Exercise prompt:
Beginning at the line with "Note to the class: find each instance of the utility", output each line to the end of the listing below exactly, please.

Given information:
#####
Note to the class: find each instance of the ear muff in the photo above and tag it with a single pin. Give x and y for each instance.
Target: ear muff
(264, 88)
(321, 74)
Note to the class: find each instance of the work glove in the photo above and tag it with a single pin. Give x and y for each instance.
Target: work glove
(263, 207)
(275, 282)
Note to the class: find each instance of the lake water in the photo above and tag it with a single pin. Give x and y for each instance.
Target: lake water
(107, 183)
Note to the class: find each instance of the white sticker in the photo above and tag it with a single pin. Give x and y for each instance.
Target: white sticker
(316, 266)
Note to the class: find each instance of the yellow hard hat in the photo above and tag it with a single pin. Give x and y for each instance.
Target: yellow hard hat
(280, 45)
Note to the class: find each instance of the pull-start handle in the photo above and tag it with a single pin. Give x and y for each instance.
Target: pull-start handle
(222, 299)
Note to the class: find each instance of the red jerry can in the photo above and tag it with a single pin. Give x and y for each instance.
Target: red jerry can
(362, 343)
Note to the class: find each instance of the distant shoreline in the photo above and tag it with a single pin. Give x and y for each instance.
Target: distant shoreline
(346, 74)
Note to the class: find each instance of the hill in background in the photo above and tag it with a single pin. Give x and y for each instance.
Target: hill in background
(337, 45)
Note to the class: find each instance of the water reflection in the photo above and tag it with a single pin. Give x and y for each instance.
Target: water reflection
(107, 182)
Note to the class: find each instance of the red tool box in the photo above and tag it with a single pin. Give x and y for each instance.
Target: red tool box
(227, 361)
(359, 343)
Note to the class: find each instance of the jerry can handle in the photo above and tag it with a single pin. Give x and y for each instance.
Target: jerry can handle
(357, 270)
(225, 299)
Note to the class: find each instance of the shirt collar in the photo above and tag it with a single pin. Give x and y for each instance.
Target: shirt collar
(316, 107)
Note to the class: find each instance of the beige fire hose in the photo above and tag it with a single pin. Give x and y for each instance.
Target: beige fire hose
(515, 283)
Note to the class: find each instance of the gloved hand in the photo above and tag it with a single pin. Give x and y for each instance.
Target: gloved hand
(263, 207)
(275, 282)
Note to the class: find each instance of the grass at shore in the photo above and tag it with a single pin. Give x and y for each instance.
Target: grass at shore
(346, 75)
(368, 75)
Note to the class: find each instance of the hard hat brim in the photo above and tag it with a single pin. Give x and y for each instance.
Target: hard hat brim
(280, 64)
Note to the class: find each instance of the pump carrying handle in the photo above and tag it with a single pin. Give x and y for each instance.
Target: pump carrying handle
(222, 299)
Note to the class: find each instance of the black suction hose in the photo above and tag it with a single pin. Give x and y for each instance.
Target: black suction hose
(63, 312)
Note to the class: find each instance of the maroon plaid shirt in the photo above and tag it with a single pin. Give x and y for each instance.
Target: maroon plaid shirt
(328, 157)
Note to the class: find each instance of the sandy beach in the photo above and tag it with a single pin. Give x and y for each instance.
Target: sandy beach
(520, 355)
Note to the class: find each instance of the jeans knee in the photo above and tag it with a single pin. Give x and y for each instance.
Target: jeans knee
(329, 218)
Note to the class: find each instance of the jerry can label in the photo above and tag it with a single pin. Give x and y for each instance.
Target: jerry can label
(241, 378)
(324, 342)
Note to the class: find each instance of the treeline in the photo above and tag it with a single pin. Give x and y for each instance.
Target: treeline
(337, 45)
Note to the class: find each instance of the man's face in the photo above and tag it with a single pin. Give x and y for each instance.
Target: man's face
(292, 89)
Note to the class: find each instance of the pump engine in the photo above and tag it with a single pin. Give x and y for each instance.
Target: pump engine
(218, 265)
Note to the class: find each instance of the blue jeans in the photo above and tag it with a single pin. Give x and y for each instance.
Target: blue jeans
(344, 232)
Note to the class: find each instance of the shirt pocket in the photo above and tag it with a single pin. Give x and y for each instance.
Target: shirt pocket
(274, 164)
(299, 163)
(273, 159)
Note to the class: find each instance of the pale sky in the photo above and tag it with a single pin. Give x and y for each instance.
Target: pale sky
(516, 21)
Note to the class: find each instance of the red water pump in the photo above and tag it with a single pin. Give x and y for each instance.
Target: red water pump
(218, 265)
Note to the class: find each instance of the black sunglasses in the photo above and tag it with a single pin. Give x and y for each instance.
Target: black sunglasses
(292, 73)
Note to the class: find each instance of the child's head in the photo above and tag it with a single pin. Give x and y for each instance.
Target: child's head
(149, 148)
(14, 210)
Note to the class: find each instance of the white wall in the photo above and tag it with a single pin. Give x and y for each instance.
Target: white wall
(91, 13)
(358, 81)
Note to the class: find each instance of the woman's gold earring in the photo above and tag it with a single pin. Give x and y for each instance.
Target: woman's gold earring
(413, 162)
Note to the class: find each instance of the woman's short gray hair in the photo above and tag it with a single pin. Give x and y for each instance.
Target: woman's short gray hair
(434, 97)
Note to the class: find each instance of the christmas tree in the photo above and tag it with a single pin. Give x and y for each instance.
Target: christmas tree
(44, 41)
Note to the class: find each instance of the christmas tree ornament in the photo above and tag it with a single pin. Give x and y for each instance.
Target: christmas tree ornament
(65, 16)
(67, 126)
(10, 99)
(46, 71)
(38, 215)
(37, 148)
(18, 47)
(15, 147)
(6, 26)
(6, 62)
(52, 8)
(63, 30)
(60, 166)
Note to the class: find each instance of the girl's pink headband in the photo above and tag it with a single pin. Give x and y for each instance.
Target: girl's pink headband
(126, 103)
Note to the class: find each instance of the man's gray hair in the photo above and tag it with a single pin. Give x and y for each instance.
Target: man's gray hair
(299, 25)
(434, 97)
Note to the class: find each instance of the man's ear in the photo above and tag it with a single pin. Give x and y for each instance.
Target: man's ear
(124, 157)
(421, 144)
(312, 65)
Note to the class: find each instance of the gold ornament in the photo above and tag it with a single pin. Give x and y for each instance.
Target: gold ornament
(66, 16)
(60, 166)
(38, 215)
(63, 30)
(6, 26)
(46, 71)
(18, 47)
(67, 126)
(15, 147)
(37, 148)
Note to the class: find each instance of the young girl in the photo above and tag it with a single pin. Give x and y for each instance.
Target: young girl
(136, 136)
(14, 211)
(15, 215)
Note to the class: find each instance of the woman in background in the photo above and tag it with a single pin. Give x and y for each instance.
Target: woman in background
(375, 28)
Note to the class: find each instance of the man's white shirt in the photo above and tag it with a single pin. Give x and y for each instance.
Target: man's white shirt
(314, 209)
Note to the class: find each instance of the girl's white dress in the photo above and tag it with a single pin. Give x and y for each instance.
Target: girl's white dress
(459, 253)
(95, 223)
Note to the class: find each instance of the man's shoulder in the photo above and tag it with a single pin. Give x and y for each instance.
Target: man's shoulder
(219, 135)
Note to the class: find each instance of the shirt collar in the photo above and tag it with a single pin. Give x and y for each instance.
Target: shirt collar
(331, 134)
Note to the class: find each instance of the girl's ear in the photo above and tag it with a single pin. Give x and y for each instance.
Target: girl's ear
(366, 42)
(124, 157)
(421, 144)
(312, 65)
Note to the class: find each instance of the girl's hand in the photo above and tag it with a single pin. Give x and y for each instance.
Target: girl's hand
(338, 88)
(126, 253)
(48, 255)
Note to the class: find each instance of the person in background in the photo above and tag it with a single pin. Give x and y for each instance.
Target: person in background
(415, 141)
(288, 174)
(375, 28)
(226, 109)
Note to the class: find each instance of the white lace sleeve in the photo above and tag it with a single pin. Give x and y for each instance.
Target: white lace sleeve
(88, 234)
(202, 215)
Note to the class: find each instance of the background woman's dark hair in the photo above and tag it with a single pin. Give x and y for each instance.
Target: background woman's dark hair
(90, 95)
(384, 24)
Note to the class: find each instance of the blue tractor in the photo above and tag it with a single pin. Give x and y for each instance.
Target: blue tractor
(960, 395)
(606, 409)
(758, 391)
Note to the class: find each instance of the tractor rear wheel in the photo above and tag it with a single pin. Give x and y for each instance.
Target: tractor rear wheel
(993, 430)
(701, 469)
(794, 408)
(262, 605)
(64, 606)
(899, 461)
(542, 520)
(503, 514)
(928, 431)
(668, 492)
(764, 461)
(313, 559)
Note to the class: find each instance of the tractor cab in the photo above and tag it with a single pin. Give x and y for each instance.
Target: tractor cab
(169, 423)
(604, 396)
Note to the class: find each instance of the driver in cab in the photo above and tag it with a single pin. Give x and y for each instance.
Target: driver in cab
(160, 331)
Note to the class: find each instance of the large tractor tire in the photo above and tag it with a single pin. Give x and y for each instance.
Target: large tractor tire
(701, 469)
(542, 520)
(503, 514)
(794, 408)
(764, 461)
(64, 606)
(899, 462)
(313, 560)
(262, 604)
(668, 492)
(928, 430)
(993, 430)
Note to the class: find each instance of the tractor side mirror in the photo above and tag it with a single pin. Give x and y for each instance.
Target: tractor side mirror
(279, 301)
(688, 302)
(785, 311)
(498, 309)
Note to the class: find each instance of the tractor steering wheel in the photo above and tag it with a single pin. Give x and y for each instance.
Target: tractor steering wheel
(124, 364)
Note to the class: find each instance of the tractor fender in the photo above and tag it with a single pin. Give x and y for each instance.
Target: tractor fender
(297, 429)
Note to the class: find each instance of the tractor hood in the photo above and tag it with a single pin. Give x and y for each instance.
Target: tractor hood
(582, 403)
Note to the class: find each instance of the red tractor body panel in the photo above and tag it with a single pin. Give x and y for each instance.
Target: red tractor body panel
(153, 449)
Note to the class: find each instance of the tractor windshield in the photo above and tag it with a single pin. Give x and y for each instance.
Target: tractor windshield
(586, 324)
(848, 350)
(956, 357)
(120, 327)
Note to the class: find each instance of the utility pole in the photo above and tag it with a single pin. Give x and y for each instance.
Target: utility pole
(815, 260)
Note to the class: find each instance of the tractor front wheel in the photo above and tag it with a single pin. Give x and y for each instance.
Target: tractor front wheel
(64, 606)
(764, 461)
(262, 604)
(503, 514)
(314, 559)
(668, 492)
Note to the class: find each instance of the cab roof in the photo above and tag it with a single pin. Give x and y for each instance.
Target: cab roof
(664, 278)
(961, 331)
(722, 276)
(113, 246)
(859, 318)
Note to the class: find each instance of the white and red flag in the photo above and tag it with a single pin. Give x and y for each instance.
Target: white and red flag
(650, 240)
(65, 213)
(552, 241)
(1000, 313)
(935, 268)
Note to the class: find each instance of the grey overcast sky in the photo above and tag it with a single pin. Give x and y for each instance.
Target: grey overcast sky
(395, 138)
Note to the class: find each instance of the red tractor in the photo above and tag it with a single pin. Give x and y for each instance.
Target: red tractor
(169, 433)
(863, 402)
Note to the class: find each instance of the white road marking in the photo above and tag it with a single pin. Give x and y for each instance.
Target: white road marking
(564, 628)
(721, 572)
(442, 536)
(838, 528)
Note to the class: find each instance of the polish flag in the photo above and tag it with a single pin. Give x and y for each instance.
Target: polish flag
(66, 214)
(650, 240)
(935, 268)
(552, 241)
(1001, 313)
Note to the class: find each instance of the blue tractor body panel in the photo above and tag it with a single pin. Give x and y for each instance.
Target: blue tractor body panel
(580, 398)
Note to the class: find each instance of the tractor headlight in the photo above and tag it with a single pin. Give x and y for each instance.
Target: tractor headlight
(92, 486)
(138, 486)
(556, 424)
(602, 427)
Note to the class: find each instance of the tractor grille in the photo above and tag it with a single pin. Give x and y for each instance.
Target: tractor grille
#####
Response:
Note to the class: find each instance of the utility pole in the photo above and tag it with a single pin. Give x and y for each instance.
Target: utility pole
(815, 260)
Note to the class: find each instance of the tractor front wheel in the photo above and tag it with a single pin. Give x and y for each instance.
Target: tractor front wheel
(64, 606)
(764, 461)
(262, 604)
(503, 514)
(314, 559)
(668, 492)
Note to the class: find each instance of the cab roof in the photo above and tag it with a single pin. Give x and y for each instance.
Target: cab roof
(664, 278)
(961, 331)
(722, 276)
(113, 246)
(859, 318)
Note to the class: find each instance of the white and red flag in the photo above and tag it with a single pin. Give x and y for each instance.
Target: white and red flag
(650, 240)
(65, 213)
(552, 241)
(1000, 313)
(935, 268)
Note to the class: find each instance of the grey overcast sky in the photo above and tag it with a single pin. Give x and y for each instance.
Target: grey overcast sky
(395, 138)
Note to the class: find each instance of the red tractor in the photo above and tag it with a single pin. Give x and y for each instance.
Target: red tractor
(169, 433)
(863, 402)
Note to the class: find each instance of the white road marking in the photo above and tag it with a single pin. Give x and y for each instance.
Target: white road marking
(564, 628)
(721, 572)
(442, 536)
(838, 528)
Note to the class: find each instance of the polish flag in the photo above and tag it with a single pin. Give x and y for each instance.
Target: polish flag
(66, 214)
(650, 240)
(935, 268)
(552, 241)
(1001, 313)
Note to the class: find each instance of the blue tractor body panel in the photo above and tag it with a single pin. Give x and y for each instance.
Target: blue tractor body panel
(580, 398)
Note to the class: find each instance of the tractor headlight in the photo above and tag it with a single pin. Give x and y for each instance.
Target: tractor headlight
(92, 486)
(138, 486)
(556, 424)
(602, 427)
Note to the class: find each instance of the tractor grille in the photo above and tag it with a single pin. Give x and y for each instance.
Target: tractor grille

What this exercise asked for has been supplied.